GIVEN TASK —
Reproduce every line of the data below verbatim, with no changes.

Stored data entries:
╔══

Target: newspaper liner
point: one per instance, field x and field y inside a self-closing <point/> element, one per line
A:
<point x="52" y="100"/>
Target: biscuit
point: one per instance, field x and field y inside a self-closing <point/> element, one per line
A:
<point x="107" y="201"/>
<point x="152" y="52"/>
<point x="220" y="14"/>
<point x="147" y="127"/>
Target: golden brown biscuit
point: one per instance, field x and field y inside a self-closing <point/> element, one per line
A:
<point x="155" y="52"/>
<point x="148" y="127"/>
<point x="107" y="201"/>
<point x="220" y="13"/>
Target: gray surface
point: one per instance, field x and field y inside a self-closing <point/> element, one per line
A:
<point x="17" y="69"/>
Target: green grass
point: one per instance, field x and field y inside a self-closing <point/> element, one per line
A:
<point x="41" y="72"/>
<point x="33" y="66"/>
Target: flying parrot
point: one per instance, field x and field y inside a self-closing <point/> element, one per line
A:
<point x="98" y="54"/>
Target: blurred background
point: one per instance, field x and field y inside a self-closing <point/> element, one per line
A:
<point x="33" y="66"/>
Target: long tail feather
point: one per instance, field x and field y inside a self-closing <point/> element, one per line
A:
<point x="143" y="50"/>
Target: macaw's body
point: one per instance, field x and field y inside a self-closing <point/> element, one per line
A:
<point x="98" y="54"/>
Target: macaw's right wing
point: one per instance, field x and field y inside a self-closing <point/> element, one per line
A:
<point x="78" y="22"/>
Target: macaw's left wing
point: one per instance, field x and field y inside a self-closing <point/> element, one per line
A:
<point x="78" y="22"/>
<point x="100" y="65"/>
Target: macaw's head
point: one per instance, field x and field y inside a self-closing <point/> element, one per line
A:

╚══

OUTPUT OF THE TASK —
Target: newspaper liner
point: one per instance, field x and field y inside a self-closing <point/> element, one per line
A:
<point x="52" y="100"/>
Target: biscuit
point: one per instance, field x and field y inside a self-closing <point/> element, one per line
A:
<point x="107" y="201"/>
<point x="152" y="52"/>
<point x="220" y="14"/>
<point x="147" y="127"/>
Target: golden brown biscuit
point: one per instance, field x and field y inside a self-closing <point/> element, one per line
A:
<point x="155" y="52"/>
<point x="148" y="127"/>
<point x="107" y="201"/>
<point x="220" y="13"/>
Target: gray surface
point: one per instance, field x and field y inside a self-closing <point/> element, one per line
A:
<point x="17" y="69"/>
Target: green grass
point: one per instance, field x and field y inside a self-closing <point/> element, one per line
A:
<point x="41" y="72"/>
<point x="33" y="66"/>
Target: flying parrot
point: one per instance, field x and field y inside a self-closing <point/> element, one per line
A:
<point x="98" y="54"/>
Target: blurred background
point: one per instance, field x and field y inside a self-closing <point/> element, one per line
A:
<point x="33" y="66"/>
Target: long tail feather
point: one per instance, field x and field y inside a self-closing <point/> element, one per line
A:
<point x="143" y="50"/>
Target: macaw's body
point: one per instance, field x and field y inside a self-closing <point/> element, one per line
A:
<point x="98" y="54"/>
Target: macaw's right wing
point: one per instance, field x and field y inside a self-closing <point/> element, one per line
A:
<point x="78" y="22"/>
Target: macaw's left wing
point: one per instance, field x and field y inside a self-closing <point/> element, one per line
A:
<point x="78" y="22"/>
<point x="100" y="65"/>
Target: macaw's head
point: one per instance, field x and field y inside a self-closing <point/> element, one per line
A:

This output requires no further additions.